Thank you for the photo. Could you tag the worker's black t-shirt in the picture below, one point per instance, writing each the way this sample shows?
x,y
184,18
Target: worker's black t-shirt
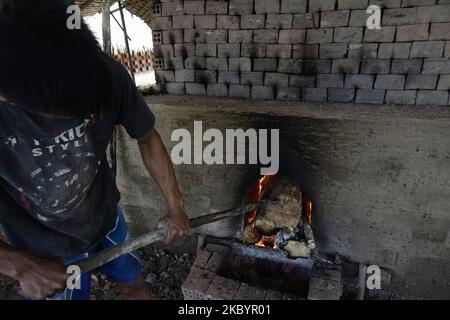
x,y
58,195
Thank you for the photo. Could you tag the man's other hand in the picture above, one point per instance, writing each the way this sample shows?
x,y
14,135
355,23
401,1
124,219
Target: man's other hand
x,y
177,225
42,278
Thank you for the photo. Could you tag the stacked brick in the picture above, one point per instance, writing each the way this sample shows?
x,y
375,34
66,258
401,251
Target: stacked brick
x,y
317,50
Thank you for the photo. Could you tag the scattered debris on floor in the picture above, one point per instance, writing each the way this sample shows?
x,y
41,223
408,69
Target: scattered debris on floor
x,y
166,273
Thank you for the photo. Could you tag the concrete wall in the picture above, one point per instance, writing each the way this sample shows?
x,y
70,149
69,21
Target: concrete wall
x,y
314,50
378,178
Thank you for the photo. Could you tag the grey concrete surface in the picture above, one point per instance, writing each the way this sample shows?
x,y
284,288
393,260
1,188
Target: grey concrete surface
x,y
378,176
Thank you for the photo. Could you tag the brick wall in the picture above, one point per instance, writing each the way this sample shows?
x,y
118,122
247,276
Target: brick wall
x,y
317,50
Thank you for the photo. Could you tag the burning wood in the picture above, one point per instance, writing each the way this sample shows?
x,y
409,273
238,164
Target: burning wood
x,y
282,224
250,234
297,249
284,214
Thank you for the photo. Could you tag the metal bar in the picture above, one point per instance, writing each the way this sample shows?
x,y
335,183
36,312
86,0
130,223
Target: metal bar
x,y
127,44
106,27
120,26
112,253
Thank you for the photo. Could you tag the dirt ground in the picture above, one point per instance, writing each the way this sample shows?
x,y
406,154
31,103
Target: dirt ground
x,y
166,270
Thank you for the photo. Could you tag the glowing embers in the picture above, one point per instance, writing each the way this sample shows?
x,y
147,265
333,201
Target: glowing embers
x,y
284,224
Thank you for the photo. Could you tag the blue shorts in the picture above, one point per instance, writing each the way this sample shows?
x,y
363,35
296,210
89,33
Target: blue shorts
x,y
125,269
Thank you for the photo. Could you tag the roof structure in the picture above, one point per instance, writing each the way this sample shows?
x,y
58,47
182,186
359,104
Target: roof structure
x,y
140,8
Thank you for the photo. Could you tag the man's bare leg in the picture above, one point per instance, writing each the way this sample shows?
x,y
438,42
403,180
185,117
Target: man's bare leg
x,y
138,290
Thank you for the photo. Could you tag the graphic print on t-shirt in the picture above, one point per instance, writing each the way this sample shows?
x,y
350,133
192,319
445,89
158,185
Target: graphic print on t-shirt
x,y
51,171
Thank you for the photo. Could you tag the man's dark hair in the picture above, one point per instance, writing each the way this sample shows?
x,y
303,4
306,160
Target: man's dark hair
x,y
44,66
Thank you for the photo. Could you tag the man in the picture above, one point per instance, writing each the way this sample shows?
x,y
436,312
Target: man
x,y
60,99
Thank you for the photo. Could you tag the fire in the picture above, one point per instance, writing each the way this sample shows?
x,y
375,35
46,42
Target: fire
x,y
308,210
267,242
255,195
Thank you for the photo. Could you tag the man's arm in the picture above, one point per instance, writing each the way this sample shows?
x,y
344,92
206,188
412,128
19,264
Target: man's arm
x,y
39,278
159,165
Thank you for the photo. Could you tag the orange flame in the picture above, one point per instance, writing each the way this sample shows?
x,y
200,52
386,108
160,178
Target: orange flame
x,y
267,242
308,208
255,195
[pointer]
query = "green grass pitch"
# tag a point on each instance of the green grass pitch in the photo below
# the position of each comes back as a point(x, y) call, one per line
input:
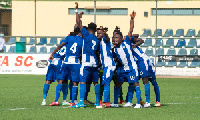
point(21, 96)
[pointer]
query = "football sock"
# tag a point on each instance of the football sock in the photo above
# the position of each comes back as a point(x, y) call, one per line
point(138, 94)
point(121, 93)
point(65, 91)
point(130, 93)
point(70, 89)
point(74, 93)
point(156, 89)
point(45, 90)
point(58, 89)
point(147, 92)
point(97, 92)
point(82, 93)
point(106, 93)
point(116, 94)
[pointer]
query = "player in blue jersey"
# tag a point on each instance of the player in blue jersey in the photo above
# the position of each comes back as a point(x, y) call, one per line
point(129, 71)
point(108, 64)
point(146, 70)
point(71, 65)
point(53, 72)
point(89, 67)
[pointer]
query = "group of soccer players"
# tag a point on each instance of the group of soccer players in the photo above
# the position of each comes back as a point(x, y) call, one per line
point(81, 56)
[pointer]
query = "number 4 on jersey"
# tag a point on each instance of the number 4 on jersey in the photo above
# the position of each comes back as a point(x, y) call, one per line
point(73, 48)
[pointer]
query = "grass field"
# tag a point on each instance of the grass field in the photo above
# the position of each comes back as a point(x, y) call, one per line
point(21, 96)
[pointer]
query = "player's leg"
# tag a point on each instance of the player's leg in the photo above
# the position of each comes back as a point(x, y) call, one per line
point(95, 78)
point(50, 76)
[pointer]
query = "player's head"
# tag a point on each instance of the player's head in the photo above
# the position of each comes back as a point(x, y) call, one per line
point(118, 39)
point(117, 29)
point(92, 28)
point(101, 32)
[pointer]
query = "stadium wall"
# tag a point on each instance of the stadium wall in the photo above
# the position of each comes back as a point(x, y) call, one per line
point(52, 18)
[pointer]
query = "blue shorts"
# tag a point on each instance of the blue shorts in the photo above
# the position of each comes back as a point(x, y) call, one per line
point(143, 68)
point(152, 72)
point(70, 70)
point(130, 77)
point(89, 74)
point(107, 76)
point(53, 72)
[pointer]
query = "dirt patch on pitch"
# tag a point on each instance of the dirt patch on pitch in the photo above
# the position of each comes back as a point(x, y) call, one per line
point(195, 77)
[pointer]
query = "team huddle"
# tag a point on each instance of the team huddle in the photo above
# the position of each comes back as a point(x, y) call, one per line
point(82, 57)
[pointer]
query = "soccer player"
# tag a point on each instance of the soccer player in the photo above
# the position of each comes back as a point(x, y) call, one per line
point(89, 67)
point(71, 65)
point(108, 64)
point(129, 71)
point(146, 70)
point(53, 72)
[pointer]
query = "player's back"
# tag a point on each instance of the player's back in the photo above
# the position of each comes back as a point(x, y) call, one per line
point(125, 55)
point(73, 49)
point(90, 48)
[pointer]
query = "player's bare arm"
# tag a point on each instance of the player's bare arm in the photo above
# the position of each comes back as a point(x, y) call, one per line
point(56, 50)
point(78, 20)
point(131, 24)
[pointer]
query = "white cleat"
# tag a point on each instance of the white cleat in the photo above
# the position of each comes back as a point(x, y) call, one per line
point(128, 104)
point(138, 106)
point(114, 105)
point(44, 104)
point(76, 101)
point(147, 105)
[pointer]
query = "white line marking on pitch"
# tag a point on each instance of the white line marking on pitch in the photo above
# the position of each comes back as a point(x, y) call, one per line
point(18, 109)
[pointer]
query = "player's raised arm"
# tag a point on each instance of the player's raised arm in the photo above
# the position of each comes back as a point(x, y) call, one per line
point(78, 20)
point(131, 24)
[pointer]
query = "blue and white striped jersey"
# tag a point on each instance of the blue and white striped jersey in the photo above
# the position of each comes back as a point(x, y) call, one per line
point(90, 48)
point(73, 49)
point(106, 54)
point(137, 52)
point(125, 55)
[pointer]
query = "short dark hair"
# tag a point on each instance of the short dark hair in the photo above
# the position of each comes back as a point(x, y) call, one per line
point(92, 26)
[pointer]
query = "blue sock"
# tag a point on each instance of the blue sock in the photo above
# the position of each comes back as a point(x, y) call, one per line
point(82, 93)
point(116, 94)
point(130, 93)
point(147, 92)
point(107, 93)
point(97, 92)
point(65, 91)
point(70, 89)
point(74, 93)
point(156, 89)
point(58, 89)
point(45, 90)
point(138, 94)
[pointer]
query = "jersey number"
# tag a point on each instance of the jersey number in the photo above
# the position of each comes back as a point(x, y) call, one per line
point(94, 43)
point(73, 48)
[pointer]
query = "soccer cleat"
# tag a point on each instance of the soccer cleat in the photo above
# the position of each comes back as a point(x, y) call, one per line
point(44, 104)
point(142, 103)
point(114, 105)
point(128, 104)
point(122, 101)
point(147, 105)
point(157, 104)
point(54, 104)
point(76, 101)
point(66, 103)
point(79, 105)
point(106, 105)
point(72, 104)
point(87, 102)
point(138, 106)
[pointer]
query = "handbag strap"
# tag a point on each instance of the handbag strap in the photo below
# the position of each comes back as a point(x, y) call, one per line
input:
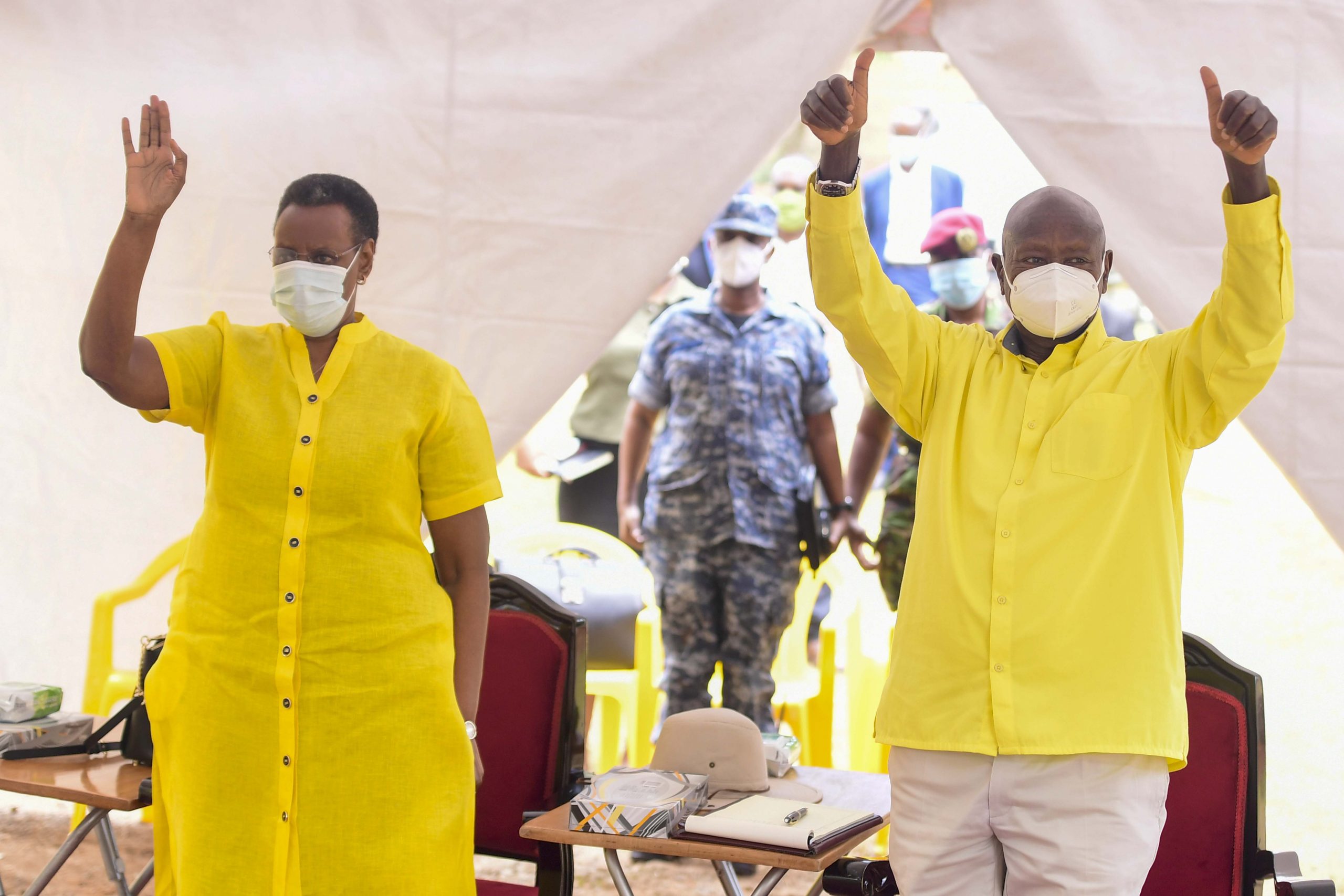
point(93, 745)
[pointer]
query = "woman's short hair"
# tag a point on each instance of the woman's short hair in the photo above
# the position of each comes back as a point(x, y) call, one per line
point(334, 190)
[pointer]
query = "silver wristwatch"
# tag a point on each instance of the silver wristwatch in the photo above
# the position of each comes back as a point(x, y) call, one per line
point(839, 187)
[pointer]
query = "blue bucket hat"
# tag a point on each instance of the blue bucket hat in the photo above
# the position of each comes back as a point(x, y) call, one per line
+++++
— Goal of the exercise —
Copy out the lines from the one containing "Thank you for the photo. Could you tag the man's dark" through the one containing "point(81, 56)", inclusive, with "football sock" changed to "soccer sock" and nothing else altered. Omit the pictures.

— Task response —
Thank you for the photo. Could you tag the man's dark hair in the picture above, one point per instance, writing each the way this sample shows?
x,y
303,4
306,160
Target: man's dark hair
x,y
44,66
Thank you for the photo. Could you tag the man in the picture above, one point per instance, writing each the way this sample shows?
x,y
436,312
Target: man
x,y
60,99
Thank you for the photo. Could you tag the fire in the picture above, one point per instance, writing each the way this sample shows?
x,y
375,35
46,42
Target: fire
x,y
308,210
267,242
255,195
Thank you for the photo. Could you tag the man's arm in the picture above, one point per instance, writing each the way this sample shows?
x,y
344,92
206,188
412,128
19,264
Target: man's arm
x,y
39,278
159,165
Thank you for the photo. Could you tag the orange flame in the picture above, one point per instance, writing each the way this sample shows?
x,y
200,52
386,108
160,178
Target: orange flame
x,y
267,242
308,208
255,195
[pointer]
query = "green grass pitch"
# tag a point on each instance of the green grass pitch in the photo below
# the position of each comes back as a point(x, y) call, one per line
input:
point(21, 96)
[pointer]
query = "soccer sock"
# tag a point on each instance of the soccer sock in the photo above
# the position of each comes back as a point(x, y) call, one per line
point(138, 94)
point(121, 93)
point(65, 91)
point(130, 93)
point(70, 89)
point(74, 93)
point(156, 89)
point(45, 90)
point(58, 89)
point(147, 92)
point(97, 92)
point(82, 93)
point(106, 93)
point(116, 94)
[pointer]
query = "player in blue jersey"
# tag a point on each instance of the player in blue jersey in the photo above
# the position of each comes back as a point(x, y) call, one per line
point(129, 71)
point(108, 64)
point(146, 70)
point(71, 65)
point(53, 72)
point(89, 67)
[pointer]
query = "group of soccer players"
# tag a point on each instance of the group of soccer players in the photo above
# the position of each comes back as a point(x, y) call, one per line
point(81, 56)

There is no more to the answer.